**Tarefas a realizar:**
- A) No texto sobre o programa Nova—Velha Dança, em que período foi levado a cabo o exercício Para uma Timeline a Haver?
- B) Com base no texto sobre o programa Nova—Velha Dança, explique com que finalidade a exposição Para uma Timeline a Haver insere os episódios assinalados numa perspetiva alargada. Responda em uma a três frases.

**Texto fornecido:**
Nova—Velha Dança | Programa Parasita

Nova—Velha Dança é um ciclo distribuído por cinco meses e composto por espetáculos, exposições, conversas e workshops que ‘parasita’ a actividade cultural da cidade de Santarém.
Exposições _ 24 de fev. a 17 jun.
24 fev. às 21h00
Para uma Timeline a Haver — genealogias da dança enquanto prática artística em Portugal
Construindo na galeria do Teatro Sá da Bandeira uma cronologia para a dança em Portugal, PARA UMA TIMELINE A HAVER é um exercício colectivo de investigação e de sinalização de marcos relativos ao desenvolvimento e disseminação da dança como prática artística em Portugal nos séculos XX e XXI, com especial incidência na segunda metade do século XX.
Levado a cabo entre 2016 e 2017 e assumindo o presente como lugar de enunciação, propõe a construção singular de uma série de cronologias para a dança contemporânea em Portugal, relacionando eventos de matriz social, política, cultural, biográfica e artística — sugeridos como significativos por bailarinos, coreógrafos, críticos, técnicos, historiadores e espectadores.
Com este exercício, trata-se de sinalizar episódios que — influenciando autores, práticas e instituições — foram delineando a história da dança em Portugal, inserindo-os numa perspetiva alargada tanto das transformações pelas quais a sociedade portuguesa passou como do discurso sobre o coreográfico (e o que é ou pode ser a dança como prática artística), de modo a entrever tensões, momentos-chave e episódios emblemáticos.
— Ana Bigotte Vieira e João dos Santos Martins
Curadoria, investigação e edição: Ana Bigotte Vieira, João dos Santos Martins; Coordenação do projeto de ativação: Ana Bigotte Vieira; Apoio à pesquisa: Pedro Cerejo, Sílvia Pinto Coelho; Produção: Associação Parasita; Apoio: Fundação Calouste Gulbenkian; Parceria: Instituto de História Contemporânea, Centro de Estudos de Teatro; Design: Amaral Schefer; Agradecimentos: Paula Caspão, Maria José Fazenda, Daniel Tércio
Local: Bar-galeria do Teatro Sá da Bandeira
A Dança do Existir
Retrospetiva em imagens do trabalho coreográfico de Vera Mantero
Cerca de 30 fotografias que traçam o percurso de Vera Mantero, das suas primeiras criações às mais recentes. A exposição integra ainda a consulta de registos videográficos de alguns dos trabalhos da coreógrafa.

**Bloco de dados:**

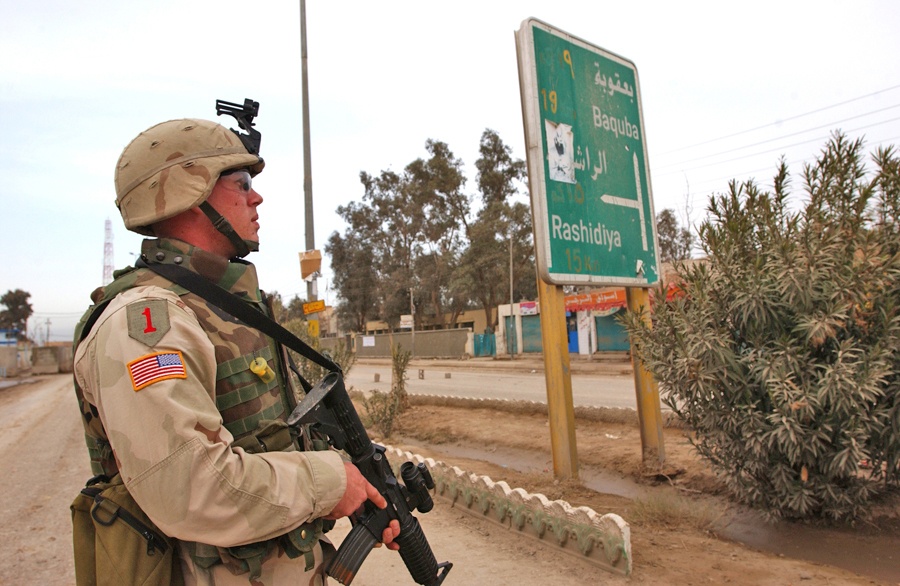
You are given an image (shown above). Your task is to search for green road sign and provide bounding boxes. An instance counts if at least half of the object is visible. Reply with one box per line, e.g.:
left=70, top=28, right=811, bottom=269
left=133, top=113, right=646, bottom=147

**Resultados do exercício:**
- A) Entre 2016 e 2017.

- B) Os episódios que influenciaram autores, práticas e instituições são inseridos numa perspetiva alargada. Essa perspetiva abrange as transformações da sociedade portuguesa e o discurso sobre o coreográfico. O objetivo é entrever tensões, momentos-chave e episódios emblemáticos da história da dança em Portugal.